* _练习 1_: 根据文本部分,与分散安置相比,集中安置对哪一种资本的影响不显著?
* _练习 2_: 列出文本部分提到的全部农户家庭资本类型。
* _练习 3_: 接着下文中关于搬迁户样本回归结果的文本最后一句往下写。

* _文本部分_:
基于搬迁户样本的回归结果显示,相对于分散安置,集中安置对农户家庭自然、物质、金融和社会资本的提高有显著的正向影响,但对人力资本的影响不显著。在家庭因素中,户主教育程度对搬迁农户的物质资本和社会资本有着显著的正向影响;家庭规模对搬迁农户的自然资本有负向作用,但对家庭的物质资本和社会资本有显著的正向作用;此外,家庭的负担比对搬迁农户的物质资本、社会资本和人力资本都有着显著的负向作用;邻近公路对搬迁农户的自然资本有显著负向影响,但对物质资本有显著正向影响。在社区因素中,临近自然保护区对搬迁家庭的物质资本有着显著的负向作用,但对搬迁户的金融资本有显著正向作用;此外,到镇上的距离对搬迁农户的物质资本有显著的正向影响。

* _所给数据_:
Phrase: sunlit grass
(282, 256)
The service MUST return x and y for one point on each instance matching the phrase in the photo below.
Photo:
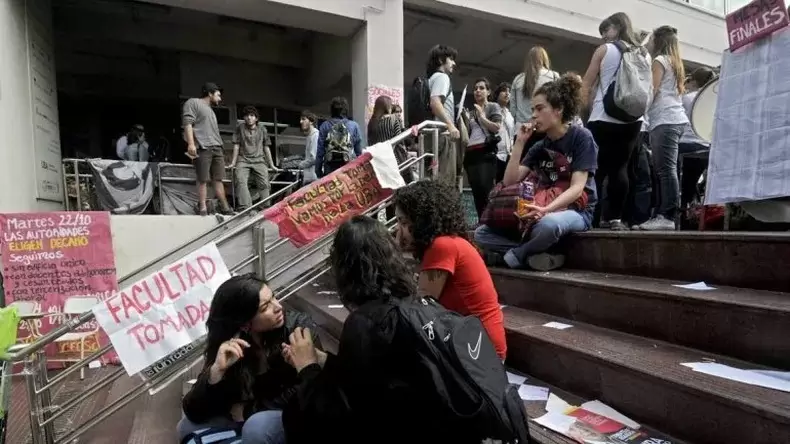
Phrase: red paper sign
(324, 205)
(755, 21)
(50, 257)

* _书面回答 1_: 人力资本。

* _书面回答 2_: 自然资本、物质资本、金融资本、社会资本、人力资本

* _书面回答 3_:
五、讨论与总结

本研究利用在陕南山区农户调查的数据,分析了移民搬迁工程对农户生计资本影响。陕南移民搬迁背景下,搬迁户的生计资本总体优于非搬迁户。以避灾、扶贫和生态为目的的搬迁工程影响着代表农户发展能力的生计资本的获得和使用,搬迁带来了农户自然资本受损,但在一定程度上提升了家庭的物质资本、金融资本、社会资本和人力资本。此外,在安置方式的选择上,集中安置这一模式给生计资本的提升较分散安置表现出更多的优势。下面就一些重要发现进行讨论并总结:

首先,移民搬迁使得搬迁农户的自然资本受损。尽管总样本的回归分析并未验证这一结论,但通过现状对比分析可以看出,搬迁后,搬迁户的自然资本较非搬迁户显著减少,一方面,陕南地区地形地貌带来资源本身的稀缺,以及再调整过程中的制度瓶颈使得搬迁农户在安置地无法得到较之前同等的土地面积。但从目前的情况来看,政府考虑到这些问题的存在,对原有土地在过度期内的继续使用、以及鼓励安置地土地的内部流转等政策的实施无疑使得搬迁引起的自然资本减少不那么显著;另一方面,从搬迁样本的分析结果发现,集中搬迁模式更能照顾到搬迁户对于土地这一重要资源的需求,从而促使政府在实施规划的过程中将土地这一资源作为集体需求得以突出,这也在一定程度上验证了塞尼所强调的集体资源的重要性。而分散安置则难以表现出这样的优势,搬迁户分到的大多是需要新开垦的荒地或者需要改良的土地。这些原因导致了移民自然资本的损失难以得到合理的补偿。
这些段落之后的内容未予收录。